Top of RECORDS SUPPLIED

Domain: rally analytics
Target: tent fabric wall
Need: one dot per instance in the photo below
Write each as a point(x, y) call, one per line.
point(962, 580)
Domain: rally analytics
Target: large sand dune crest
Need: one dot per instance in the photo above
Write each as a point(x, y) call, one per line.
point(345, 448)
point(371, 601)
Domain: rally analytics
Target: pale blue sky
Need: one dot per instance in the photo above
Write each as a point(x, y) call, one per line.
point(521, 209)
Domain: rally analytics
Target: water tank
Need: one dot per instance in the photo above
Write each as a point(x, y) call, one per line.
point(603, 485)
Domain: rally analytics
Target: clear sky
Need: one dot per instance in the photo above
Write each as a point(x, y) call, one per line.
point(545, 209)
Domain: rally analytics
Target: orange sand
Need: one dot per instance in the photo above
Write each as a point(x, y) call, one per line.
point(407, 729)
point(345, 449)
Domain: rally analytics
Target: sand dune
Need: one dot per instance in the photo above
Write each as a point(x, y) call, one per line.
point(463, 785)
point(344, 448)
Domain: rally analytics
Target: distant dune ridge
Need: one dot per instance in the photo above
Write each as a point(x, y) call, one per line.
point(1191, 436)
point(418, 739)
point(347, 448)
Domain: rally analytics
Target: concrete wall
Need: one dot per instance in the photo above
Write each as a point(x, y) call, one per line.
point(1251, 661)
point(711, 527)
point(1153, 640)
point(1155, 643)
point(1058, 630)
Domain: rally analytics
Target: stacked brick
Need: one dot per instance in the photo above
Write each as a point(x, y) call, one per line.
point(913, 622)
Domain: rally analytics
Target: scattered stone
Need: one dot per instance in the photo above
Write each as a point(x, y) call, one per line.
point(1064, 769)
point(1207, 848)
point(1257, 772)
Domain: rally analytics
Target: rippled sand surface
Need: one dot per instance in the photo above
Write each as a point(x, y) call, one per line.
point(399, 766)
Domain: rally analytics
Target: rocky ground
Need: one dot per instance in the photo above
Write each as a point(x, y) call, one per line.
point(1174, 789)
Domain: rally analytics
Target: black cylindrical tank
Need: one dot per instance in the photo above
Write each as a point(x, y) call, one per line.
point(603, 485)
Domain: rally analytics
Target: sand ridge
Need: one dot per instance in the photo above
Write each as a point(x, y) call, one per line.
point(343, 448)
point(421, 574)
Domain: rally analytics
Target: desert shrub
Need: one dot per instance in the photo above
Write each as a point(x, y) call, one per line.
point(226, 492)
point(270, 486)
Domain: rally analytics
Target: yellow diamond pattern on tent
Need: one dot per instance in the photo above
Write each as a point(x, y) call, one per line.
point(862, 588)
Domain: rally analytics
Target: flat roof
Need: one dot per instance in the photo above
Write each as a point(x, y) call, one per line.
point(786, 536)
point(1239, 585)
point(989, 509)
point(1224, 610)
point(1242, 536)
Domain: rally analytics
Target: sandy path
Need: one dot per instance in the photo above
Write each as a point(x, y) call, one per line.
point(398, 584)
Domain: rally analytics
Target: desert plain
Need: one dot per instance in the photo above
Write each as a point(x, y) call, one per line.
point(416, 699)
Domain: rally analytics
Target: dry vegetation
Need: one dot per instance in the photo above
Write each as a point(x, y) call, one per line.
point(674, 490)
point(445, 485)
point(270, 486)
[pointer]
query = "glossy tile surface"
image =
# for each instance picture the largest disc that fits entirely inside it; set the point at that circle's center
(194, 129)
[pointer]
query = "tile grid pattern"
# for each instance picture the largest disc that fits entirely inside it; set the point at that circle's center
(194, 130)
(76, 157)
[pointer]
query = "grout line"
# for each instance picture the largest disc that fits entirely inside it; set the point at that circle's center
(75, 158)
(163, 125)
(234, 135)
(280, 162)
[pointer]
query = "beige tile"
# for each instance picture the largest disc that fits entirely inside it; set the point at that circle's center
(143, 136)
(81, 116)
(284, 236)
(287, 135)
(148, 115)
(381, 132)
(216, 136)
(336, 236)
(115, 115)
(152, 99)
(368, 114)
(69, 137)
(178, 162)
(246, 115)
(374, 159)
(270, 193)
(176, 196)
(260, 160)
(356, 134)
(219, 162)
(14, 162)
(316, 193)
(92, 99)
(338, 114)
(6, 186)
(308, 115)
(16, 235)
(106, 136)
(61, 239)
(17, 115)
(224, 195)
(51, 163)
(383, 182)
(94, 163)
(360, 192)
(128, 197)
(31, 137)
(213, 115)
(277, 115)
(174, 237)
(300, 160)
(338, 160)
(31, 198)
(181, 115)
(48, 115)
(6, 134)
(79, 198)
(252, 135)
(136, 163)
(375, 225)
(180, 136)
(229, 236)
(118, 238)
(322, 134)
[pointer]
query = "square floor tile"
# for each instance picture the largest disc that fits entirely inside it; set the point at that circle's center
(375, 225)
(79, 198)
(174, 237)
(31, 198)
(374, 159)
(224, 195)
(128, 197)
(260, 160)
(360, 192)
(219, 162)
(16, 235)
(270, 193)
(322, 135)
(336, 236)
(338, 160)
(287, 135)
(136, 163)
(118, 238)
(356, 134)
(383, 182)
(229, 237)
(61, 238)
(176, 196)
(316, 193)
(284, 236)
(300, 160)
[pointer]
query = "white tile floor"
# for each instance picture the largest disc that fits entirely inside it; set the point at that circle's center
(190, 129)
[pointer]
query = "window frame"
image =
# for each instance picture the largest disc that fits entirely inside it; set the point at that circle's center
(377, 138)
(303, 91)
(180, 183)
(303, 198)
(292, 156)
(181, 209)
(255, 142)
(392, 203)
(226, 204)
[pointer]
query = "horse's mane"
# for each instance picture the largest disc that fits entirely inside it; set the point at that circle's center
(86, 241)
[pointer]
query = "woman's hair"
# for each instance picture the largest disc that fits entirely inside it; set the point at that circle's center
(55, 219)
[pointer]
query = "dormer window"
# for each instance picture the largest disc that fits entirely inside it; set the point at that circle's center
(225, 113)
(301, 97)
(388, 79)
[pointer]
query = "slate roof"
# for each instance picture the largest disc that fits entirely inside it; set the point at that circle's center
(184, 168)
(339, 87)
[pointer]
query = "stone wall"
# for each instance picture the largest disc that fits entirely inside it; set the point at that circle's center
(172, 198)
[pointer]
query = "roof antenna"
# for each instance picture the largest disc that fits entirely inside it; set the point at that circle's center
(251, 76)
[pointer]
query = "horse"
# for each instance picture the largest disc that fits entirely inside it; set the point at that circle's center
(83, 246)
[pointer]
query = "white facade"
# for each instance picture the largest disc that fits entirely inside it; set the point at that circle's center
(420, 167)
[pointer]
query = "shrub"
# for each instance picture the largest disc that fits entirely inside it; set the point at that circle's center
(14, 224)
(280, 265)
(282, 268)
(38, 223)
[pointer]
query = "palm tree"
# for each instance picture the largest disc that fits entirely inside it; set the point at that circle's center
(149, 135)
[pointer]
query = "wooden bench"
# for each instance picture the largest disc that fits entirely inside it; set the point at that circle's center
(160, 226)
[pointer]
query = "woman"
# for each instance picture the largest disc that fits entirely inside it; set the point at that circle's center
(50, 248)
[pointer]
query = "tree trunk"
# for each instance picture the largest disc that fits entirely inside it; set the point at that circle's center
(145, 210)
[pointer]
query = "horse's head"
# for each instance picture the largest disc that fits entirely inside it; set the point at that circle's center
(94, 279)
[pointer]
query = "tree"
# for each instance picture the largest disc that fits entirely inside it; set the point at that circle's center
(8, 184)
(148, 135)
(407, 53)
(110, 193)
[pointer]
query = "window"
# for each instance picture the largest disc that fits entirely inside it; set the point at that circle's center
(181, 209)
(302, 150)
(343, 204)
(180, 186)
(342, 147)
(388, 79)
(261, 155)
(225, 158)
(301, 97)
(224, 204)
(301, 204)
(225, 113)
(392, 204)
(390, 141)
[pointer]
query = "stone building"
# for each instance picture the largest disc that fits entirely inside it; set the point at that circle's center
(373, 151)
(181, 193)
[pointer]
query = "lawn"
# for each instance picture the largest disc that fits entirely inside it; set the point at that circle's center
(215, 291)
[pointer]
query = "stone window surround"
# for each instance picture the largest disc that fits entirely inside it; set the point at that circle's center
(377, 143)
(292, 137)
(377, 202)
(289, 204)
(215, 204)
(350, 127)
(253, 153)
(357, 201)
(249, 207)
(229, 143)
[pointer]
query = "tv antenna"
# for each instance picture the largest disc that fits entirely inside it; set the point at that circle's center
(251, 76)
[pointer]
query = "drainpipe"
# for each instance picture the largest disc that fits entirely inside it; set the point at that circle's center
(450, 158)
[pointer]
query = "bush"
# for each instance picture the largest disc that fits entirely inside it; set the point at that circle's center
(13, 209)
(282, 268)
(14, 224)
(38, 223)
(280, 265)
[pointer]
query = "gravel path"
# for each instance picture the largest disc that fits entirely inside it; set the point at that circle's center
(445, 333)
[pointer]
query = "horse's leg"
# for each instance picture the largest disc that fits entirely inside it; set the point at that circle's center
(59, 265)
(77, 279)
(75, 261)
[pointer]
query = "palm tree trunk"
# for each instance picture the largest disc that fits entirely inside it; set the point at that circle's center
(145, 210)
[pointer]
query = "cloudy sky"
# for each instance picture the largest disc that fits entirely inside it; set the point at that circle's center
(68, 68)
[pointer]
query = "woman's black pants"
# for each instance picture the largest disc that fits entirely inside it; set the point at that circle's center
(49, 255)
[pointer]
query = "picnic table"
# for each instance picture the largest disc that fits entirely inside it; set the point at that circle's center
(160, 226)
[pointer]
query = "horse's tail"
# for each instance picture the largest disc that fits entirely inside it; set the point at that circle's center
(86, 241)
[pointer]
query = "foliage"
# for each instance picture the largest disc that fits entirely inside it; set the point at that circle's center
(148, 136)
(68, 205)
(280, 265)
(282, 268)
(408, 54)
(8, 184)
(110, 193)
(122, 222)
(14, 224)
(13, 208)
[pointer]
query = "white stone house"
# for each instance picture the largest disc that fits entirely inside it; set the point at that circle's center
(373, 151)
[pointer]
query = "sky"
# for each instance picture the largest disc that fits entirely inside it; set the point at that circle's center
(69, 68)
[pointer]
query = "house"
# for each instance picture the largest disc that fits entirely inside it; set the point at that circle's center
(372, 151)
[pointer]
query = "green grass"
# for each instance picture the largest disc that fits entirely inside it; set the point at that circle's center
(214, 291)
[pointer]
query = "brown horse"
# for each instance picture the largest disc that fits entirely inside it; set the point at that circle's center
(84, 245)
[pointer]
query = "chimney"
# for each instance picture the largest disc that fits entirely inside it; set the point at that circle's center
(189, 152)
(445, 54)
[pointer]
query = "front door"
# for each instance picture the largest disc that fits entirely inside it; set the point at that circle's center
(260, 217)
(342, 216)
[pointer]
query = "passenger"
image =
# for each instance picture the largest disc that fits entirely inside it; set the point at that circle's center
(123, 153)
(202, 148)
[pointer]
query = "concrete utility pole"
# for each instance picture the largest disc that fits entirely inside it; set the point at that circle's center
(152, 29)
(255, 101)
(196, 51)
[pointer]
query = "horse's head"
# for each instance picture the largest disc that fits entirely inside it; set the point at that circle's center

Bottom of RECORDS SUPPLIED

ACTIVITY:
Throughout the material above, find each line with "dune" and return it.

RESPONSE TO THE TASK:
Target: large sand dune crest
Target: sand dune
Target: distant dune ridge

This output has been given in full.